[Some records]
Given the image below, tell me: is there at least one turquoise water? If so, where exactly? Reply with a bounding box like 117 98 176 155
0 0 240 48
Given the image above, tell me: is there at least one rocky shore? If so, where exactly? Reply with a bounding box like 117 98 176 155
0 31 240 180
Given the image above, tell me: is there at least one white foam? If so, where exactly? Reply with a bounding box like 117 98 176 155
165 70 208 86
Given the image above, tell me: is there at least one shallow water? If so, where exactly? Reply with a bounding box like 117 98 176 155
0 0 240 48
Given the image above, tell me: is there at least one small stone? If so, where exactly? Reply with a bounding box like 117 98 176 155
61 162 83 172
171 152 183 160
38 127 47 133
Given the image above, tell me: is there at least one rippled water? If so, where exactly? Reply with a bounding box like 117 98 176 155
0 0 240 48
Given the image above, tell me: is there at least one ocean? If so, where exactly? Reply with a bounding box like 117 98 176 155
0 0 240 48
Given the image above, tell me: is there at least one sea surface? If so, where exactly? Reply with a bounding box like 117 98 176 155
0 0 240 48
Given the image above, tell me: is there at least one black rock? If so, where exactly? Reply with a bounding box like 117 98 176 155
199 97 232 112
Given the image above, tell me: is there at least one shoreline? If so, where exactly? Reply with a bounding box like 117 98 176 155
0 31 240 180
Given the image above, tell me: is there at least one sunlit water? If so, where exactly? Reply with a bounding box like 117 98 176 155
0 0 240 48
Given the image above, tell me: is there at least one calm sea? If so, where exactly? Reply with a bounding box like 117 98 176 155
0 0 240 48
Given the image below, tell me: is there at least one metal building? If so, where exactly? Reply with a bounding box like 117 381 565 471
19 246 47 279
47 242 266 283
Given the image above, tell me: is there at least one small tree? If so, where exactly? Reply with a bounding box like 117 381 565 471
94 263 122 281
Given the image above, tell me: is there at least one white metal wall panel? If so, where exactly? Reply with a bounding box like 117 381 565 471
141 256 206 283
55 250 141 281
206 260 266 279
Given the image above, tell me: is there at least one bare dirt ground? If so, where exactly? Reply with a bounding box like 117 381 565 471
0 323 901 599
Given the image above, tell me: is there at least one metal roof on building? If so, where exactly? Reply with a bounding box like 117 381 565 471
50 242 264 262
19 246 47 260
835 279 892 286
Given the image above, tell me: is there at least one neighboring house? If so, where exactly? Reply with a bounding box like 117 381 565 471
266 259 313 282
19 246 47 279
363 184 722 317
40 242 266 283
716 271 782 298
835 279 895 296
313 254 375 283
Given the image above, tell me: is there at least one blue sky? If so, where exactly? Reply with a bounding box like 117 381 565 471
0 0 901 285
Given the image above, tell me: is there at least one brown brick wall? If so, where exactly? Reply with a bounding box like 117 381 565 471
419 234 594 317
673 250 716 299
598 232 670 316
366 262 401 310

What is required.
Rewrite the lines above, from the line with "least one sunlit" up to and including the line with "94 263 122 281", putting "Respond with" in place of "Reply with" and leaving everything else unchanged.

Task output.
Given the image above, tell me: is there at least one sunlit water? If so, where exactly? Respond with a bounding box like 117 98 176 155
0 0 240 48
Given the image above, tell me: is there at least one calm sea? If so, where exactly? Respond with a bounding box like 117 98 176 155
0 0 240 48
Given the image below, tell me: is there at least one metal building? If so, where exactly? Respond with a bounding box like 117 381 565 471
19 246 47 279
47 242 266 283
Given the image above, tell me: is there at least one small tree? If so, where exactly? Respond with a bounding box like 117 381 565 471
94 263 122 281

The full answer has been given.